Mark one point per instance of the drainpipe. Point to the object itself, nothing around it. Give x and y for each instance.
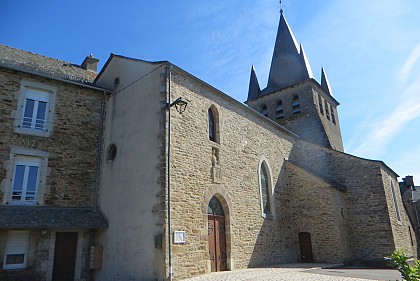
(169, 69)
(99, 151)
(98, 170)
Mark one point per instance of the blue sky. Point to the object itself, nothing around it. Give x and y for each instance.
(370, 50)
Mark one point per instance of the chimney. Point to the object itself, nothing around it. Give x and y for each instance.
(408, 180)
(90, 63)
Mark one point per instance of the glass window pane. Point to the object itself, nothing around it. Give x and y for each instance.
(27, 116)
(40, 116)
(15, 258)
(18, 180)
(32, 178)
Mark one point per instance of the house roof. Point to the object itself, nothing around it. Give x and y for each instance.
(49, 217)
(34, 63)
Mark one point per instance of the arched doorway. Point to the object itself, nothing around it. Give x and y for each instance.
(305, 247)
(217, 235)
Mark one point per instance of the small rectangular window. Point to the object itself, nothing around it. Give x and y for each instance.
(16, 250)
(35, 111)
(25, 180)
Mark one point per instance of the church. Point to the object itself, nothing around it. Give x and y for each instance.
(175, 178)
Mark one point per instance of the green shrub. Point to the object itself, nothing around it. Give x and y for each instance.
(408, 272)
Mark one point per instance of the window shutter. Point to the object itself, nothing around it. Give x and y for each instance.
(16, 248)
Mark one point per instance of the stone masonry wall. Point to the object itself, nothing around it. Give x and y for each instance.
(72, 145)
(369, 218)
(318, 207)
(400, 228)
(245, 139)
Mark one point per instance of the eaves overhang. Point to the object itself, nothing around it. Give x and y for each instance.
(29, 217)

....................

▶ Goal:
Format the records from the line containing "Mark one point per instance of the green" through the end of the records as a JSON list of strings, one string per line, with blank lines left out.

▶ Exercise output:
[
  "Mark one point per instance of the green shrub. Point to the object itself, nothing around it. Give x and y for each instance.",
  "(408, 272)",
  "Mark one point per instance of the window shutter. Point to the object itself, nothing around it. Give x and y for each instance.",
  "(16, 248)",
  "Mark one point per instance of the stone masonry wall. Point to the object itself, nothing around it. Give x and y for each instance.",
  "(72, 145)",
  "(369, 218)",
  "(318, 207)",
  "(400, 228)",
  "(245, 139)",
  "Mark one point per instance of the eaves overhang. Point to the object itself, nothing around it. Give x and y for each instance.",
  "(29, 217)"
]